**What to produce**
When you reach the records below, repeat each one exactly as written.

**Source records**
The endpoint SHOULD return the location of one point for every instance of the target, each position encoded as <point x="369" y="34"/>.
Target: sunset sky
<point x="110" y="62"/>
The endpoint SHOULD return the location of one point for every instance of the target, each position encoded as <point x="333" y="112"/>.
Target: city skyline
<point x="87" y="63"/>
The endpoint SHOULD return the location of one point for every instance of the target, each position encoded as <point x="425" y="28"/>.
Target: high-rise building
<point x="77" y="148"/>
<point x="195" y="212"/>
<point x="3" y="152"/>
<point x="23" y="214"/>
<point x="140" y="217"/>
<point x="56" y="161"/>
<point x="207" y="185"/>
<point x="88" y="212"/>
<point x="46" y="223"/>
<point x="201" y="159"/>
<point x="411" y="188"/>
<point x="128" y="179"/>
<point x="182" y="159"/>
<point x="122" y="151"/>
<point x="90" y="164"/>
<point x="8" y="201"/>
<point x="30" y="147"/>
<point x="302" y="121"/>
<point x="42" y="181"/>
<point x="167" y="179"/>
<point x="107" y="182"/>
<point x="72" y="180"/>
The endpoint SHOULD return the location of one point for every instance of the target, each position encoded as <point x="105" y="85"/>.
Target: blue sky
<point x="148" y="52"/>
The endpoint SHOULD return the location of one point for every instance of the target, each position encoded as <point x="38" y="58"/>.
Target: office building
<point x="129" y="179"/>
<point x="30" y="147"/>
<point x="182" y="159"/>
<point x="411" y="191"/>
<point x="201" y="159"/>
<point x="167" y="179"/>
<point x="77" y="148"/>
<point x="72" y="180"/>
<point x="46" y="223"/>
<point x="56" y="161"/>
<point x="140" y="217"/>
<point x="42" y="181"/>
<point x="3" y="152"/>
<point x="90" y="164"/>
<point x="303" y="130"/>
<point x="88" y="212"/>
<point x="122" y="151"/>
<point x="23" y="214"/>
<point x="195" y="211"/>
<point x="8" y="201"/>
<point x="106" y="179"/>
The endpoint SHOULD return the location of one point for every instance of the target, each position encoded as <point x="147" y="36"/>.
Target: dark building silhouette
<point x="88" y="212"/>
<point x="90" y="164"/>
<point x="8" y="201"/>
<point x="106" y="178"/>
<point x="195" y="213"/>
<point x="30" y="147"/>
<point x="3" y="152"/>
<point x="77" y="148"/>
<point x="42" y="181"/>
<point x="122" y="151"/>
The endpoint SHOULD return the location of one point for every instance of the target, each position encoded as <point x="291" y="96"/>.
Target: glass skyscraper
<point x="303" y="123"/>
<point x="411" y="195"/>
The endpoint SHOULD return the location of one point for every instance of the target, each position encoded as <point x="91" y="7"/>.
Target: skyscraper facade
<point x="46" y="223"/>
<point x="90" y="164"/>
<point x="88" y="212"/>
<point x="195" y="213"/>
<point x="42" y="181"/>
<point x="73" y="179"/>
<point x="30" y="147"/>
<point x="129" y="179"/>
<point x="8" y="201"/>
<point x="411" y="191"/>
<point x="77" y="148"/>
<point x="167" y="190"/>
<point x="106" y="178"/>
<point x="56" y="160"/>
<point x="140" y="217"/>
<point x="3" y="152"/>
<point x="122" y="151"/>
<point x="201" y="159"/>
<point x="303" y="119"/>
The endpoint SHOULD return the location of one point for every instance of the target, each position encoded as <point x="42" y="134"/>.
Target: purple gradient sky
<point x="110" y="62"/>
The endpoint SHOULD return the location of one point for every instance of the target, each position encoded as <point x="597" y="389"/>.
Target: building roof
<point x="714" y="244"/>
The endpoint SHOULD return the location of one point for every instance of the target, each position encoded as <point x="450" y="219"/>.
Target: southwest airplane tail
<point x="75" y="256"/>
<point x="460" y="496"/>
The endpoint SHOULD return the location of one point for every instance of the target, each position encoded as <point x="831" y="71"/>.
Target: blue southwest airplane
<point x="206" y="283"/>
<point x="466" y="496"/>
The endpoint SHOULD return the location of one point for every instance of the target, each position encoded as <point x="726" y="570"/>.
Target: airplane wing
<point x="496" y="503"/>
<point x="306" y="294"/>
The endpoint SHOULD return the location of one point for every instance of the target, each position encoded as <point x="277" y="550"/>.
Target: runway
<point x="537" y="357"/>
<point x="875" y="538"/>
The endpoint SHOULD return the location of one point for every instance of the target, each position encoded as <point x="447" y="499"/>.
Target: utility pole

**Task solution**
The endpoint SHOULD return the location of one point for every instance of the target, each position encoded as <point x="369" y="34"/>.
Target: sunset sky
<point x="110" y="62"/>
The endpoint SHOULD return the location of one point for every instance of the target, each position encoded as <point x="333" y="112"/>.
Target: city skyline
<point x="87" y="63"/>
The endpoint SHOULD return the location of one point for every instance of the target, each position encoded as <point x="425" y="28"/>.
Target: high-rise building
<point x="77" y="148"/>
<point x="195" y="212"/>
<point x="3" y="152"/>
<point x="23" y="214"/>
<point x="140" y="217"/>
<point x="56" y="161"/>
<point x="207" y="185"/>
<point x="88" y="212"/>
<point x="46" y="223"/>
<point x="201" y="159"/>
<point x="411" y="188"/>
<point x="128" y="179"/>
<point x="182" y="159"/>
<point x="122" y="151"/>
<point x="90" y="164"/>
<point x="8" y="201"/>
<point x="30" y="147"/>
<point x="302" y="121"/>
<point x="42" y="181"/>
<point x="167" y="179"/>
<point x="107" y="182"/>
<point x="72" y="180"/>
The endpoint SHOULD return the location of one point for every instance of the target, each position encoded as <point x="105" y="85"/>.
Target: blue sky
<point x="148" y="52"/>
The endpoint SHOULD return the location of one point for every instance of the target, each position encoded as <point x="38" y="58"/>.
Target: office building
<point x="129" y="179"/>
<point x="30" y="147"/>
<point x="182" y="159"/>
<point x="411" y="191"/>
<point x="201" y="159"/>
<point x="167" y="179"/>
<point x="77" y="148"/>
<point x="72" y="180"/>
<point x="46" y="223"/>
<point x="56" y="161"/>
<point x="140" y="217"/>
<point x="42" y="181"/>
<point x="3" y="152"/>
<point x="90" y="164"/>
<point x="303" y="130"/>
<point x="88" y="212"/>
<point x="122" y="151"/>
<point x="23" y="214"/>
<point x="195" y="211"/>
<point x="8" y="201"/>
<point x="106" y="179"/>
The endpoint SHOULD return the location of one point for every instance of the target, each position encoded as <point x="147" y="36"/>.
Target: dark building silhouette
<point x="88" y="212"/>
<point x="90" y="164"/>
<point x="8" y="201"/>
<point x="106" y="178"/>
<point x="195" y="213"/>
<point x="30" y="147"/>
<point x="3" y="152"/>
<point x="77" y="148"/>
<point x="42" y="181"/>
<point x="122" y="151"/>
The endpoint SHOULD return the location of one point for every instance of the target, each position encoded as <point x="291" y="96"/>.
Target: glass skyscraper
<point x="303" y="123"/>
<point x="411" y="195"/>
The endpoint SHOULD return the location of one point for every instance of the target, each position encoded as <point x="91" y="7"/>.
Target: skyscraper facade
<point x="46" y="223"/>
<point x="90" y="164"/>
<point x="88" y="212"/>
<point x="195" y="213"/>
<point x="42" y="181"/>
<point x="73" y="179"/>
<point x="30" y="147"/>
<point x="129" y="179"/>
<point x="8" y="201"/>
<point x="411" y="191"/>
<point x="77" y="148"/>
<point x="167" y="190"/>
<point x="106" y="178"/>
<point x="56" y="160"/>
<point x="140" y="217"/>
<point x="3" y="152"/>
<point x="122" y="151"/>
<point x="201" y="159"/>
<point x="303" y="119"/>
The endpoint SHOULD return the location of one point for every instance of the target, each position encoded as <point x="42" y="134"/>.
Target: purple gradient sky
<point x="110" y="62"/>
The endpoint SHOULD return the location of one point for every instance of the target, each position encoded as <point x="597" y="389"/>.
Target: building roof
<point x="714" y="244"/>
The endpoint SHOULD return the location of one point for every instance of the target, each position encoded as <point x="450" y="219"/>.
Target: southwest airplane tail
<point x="75" y="256"/>
<point x="460" y="496"/>
The endpoint SHOULD return the location of one point for every instance of the target, each position encoded as <point x="831" y="71"/>.
Target: blue southwest airplane
<point x="206" y="283"/>
<point x="466" y="496"/>
The endpoint SHOULD return the location of one point for every instance of the target, each position encoded as <point x="726" y="570"/>.
Target: airplane wing
<point x="496" y="503"/>
<point x="306" y="294"/>
The endpoint SHOULD return the location of one point for every instance of the target, each position encoded as <point x="277" y="550"/>.
Target: runway
<point x="537" y="357"/>
<point x="875" y="538"/>
The endpoint SHOULD return the location of one point for every instance of the target, each position encoded as <point x="447" y="499"/>.
Target: utility pole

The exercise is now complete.